• **What you need to do**
Identify all lines of the data containing the string "green" and copy them.

• **Point localization data**
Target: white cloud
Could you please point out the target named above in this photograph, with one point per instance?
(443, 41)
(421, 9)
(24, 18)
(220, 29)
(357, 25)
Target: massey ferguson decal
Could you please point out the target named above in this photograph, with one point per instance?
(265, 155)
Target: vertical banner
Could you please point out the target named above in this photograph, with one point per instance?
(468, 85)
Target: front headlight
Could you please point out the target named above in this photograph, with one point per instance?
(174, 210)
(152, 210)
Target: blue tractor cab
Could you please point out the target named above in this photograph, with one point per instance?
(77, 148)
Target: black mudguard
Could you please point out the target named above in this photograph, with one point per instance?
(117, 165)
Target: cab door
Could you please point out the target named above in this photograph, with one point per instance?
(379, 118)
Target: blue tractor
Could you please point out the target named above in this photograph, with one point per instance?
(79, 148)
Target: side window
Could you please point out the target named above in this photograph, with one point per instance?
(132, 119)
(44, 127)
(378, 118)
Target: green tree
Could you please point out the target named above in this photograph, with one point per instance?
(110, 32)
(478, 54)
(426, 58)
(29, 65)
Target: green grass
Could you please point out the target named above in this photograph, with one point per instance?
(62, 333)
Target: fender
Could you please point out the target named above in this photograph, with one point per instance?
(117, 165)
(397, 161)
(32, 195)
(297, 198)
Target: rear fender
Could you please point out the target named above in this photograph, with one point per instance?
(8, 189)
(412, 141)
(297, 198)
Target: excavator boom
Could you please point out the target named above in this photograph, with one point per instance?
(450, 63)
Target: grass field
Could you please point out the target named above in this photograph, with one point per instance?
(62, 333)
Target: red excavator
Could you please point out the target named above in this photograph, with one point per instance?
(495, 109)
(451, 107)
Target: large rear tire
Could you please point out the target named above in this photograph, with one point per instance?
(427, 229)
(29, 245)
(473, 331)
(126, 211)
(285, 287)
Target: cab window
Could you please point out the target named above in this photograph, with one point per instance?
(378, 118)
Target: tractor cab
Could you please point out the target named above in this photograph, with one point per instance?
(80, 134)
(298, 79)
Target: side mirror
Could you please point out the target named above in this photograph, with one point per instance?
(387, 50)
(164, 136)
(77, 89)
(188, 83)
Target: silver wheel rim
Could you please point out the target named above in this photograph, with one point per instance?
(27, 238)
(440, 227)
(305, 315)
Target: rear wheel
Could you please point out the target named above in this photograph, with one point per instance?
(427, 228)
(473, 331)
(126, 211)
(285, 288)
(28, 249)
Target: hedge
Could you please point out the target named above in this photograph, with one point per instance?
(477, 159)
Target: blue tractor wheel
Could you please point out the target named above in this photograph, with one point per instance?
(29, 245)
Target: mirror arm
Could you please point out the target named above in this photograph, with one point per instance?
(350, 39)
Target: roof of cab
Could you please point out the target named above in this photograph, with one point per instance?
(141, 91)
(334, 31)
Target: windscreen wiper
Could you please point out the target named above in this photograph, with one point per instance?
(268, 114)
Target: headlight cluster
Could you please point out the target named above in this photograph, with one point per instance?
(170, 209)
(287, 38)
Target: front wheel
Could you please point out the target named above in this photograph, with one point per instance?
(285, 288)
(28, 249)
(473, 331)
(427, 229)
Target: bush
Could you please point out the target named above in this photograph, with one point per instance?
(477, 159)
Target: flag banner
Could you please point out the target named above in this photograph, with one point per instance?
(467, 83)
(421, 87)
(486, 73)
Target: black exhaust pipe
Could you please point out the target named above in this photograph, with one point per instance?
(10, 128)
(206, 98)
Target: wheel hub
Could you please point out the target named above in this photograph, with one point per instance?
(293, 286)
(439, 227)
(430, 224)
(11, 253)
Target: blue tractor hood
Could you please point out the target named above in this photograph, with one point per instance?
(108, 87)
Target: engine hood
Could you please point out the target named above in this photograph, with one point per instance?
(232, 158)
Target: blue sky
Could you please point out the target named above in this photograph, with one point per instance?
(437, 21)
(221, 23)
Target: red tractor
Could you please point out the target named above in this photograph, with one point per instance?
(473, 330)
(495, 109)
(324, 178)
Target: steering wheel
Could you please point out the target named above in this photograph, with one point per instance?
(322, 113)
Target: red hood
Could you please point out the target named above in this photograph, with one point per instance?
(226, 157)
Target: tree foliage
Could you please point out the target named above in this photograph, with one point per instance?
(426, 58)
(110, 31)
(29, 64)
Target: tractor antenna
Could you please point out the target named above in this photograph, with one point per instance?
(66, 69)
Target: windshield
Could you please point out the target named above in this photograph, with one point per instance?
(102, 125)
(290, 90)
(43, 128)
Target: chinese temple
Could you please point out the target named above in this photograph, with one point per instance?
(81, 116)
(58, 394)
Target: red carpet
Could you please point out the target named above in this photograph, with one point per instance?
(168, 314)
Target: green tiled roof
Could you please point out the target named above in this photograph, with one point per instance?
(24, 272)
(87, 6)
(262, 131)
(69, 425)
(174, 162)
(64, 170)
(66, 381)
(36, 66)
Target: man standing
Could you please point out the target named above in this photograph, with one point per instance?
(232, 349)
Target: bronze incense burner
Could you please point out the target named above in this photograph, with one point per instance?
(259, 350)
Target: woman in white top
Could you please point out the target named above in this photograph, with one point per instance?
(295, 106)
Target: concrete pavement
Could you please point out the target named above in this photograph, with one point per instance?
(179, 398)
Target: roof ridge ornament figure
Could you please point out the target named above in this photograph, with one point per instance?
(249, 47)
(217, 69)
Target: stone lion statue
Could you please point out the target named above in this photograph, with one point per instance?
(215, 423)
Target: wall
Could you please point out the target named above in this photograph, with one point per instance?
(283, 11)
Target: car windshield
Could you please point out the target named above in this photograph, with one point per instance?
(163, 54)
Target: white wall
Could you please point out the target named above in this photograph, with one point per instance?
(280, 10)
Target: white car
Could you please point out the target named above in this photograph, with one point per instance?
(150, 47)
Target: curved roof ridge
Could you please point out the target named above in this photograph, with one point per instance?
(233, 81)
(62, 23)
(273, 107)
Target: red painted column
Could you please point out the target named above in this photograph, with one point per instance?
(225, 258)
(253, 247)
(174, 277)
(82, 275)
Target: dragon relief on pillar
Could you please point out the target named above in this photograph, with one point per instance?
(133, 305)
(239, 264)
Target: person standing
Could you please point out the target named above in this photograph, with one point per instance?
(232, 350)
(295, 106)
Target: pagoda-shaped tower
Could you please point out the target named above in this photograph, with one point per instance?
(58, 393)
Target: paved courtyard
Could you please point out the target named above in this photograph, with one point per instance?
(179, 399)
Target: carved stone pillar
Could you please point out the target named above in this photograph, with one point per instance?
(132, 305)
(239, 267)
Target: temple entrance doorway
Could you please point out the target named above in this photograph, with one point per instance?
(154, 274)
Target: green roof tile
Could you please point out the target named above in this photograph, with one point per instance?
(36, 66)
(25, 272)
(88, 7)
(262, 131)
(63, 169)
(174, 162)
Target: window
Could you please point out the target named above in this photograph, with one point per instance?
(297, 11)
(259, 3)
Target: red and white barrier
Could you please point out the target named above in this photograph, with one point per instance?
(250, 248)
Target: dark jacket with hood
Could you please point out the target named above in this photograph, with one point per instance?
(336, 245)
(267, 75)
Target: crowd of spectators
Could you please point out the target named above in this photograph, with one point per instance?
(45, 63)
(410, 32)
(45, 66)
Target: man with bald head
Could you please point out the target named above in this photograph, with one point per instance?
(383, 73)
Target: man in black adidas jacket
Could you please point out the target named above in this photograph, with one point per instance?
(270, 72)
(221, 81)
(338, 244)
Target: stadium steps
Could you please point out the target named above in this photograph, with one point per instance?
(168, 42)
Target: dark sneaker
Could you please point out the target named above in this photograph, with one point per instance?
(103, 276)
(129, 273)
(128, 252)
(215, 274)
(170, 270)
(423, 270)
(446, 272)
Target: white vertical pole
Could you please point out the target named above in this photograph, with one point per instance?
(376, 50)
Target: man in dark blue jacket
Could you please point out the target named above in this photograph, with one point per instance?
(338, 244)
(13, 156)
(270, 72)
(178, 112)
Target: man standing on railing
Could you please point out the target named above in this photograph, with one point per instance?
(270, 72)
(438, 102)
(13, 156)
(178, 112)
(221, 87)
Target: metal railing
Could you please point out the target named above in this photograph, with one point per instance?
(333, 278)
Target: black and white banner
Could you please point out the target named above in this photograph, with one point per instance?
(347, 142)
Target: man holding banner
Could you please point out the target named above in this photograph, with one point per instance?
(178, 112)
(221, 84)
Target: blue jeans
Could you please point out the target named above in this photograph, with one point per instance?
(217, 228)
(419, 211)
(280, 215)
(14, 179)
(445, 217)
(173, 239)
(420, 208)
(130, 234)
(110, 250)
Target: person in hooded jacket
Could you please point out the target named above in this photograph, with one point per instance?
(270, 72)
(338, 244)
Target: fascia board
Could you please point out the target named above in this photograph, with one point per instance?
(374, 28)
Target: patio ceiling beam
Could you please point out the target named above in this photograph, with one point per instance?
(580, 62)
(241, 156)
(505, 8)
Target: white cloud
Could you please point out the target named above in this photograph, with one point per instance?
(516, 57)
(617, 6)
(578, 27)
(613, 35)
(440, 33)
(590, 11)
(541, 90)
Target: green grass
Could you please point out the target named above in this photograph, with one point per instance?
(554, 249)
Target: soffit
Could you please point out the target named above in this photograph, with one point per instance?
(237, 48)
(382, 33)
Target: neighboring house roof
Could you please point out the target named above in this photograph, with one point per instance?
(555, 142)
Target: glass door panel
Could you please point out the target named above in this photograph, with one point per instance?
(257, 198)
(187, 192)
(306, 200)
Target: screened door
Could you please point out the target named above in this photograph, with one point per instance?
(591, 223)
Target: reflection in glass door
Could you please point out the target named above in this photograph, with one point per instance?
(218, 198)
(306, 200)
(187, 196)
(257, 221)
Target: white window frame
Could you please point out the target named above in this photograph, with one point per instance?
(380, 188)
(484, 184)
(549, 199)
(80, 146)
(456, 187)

• **Output**
Target: green tree
Target: green grass
Target: green tiled roof
Target: green roof tile
Target: green grass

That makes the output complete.